= Provided entries =
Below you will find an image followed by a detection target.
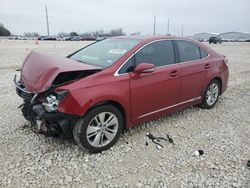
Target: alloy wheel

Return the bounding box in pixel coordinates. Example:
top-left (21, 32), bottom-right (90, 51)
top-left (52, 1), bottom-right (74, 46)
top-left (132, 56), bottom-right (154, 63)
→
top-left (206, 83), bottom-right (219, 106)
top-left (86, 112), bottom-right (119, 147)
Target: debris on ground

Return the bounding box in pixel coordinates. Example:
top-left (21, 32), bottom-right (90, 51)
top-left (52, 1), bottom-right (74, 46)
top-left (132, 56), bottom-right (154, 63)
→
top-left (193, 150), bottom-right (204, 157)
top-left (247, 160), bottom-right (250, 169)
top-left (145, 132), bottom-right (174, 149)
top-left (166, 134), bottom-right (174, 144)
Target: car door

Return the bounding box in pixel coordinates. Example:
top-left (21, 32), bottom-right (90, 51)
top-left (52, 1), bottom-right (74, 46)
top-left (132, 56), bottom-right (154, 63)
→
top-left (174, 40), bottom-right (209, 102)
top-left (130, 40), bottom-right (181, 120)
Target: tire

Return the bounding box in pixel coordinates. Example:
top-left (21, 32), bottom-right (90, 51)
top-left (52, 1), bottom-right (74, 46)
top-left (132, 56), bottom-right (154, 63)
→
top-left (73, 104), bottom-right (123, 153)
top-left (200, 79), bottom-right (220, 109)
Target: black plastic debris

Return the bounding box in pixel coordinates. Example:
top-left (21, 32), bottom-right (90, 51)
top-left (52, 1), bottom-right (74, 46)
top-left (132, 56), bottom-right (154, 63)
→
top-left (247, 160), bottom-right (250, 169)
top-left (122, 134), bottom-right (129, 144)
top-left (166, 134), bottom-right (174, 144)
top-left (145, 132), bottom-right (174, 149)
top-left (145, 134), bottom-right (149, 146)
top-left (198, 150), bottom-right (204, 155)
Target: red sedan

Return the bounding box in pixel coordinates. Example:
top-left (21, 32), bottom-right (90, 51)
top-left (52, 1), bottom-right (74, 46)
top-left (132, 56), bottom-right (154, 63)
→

= Try it =
All of the records above should be reproduced exactly, with the pictures left out.

= Task answer =
Below you will find an image followed by a detection target.
Target: alloy wheel

Return the bounding box in pixel coordinates. Example:
top-left (21, 32), bottom-right (90, 51)
top-left (52, 1), bottom-right (74, 46)
top-left (132, 56), bottom-right (154, 63)
→
top-left (206, 83), bottom-right (219, 106)
top-left (86, 112), bottom-right (119, 147)
Target: debris on ground

Return the bounding box in pixel coordinates. Example:
top-left (21, 32), bottom-right (90, 51)
top-left (52, 1), bottom-right (74, 46)
top-left (132, 56), bottom-right (154, 63)
→
top-left (193, 150), bottom-right (204, 157)
top-left (247, 160), bottom-right (250, 169)
top-left (145, 132), bottom-right (174, 149)
top-left (166, 134), bottom-right (174, 144)
Target: car door

Return the bounding box in pixel coordinates. Example:
top-left (21, 32), bottom-right (90, 51)
top-left (52, 1), bottom-right (74, 46)
top-left (132, 56), bottom-right (154, 63)
→
top-left (174, 40), bottom-right (209, 102)
top-left (130, 40), bottom-right (181, 120)
Target: tire

Return the bounding box in pixel coordinates. Example:
top-left (21, 32), bottom-right (90, 51)
top-left (52, 1), bottom-right (74, 46)
top-left (132, 56), bottom-right (154, 63)
→
top-left (73, 104), bottom-right (123, 153)
top-left (200, 79), bottom-right (220, 109)
Target: black plastic debris

Return the bounding box in pixel coordinates. Example:
top-left (21, 32), bottom-right (90, 51)
top-left (52, 1), bottom-right (74, 46)
top-left (132, 56), bottom-right (154, 63)
→
top-left (247, 160), bottom-right (250, 169)
top-left (122, 134), bottom-right (129, 144)
top-left (166, 134), bottom-right (174, 144)
top-left (145, 132), bottom-right (174, 149)
top-left (145, 134), bottom-right (149, 146)
top-left (198, 150), bottom-right (204, 155)
Target: red sedan

Return the bounding box in pixel coordinates. Example:
top-left (21, 32), bottom-right (90, 51)
top-left (52, 1), bottom-right (74, 46)
top-left (132, 56), bottom-right (154, 63)
→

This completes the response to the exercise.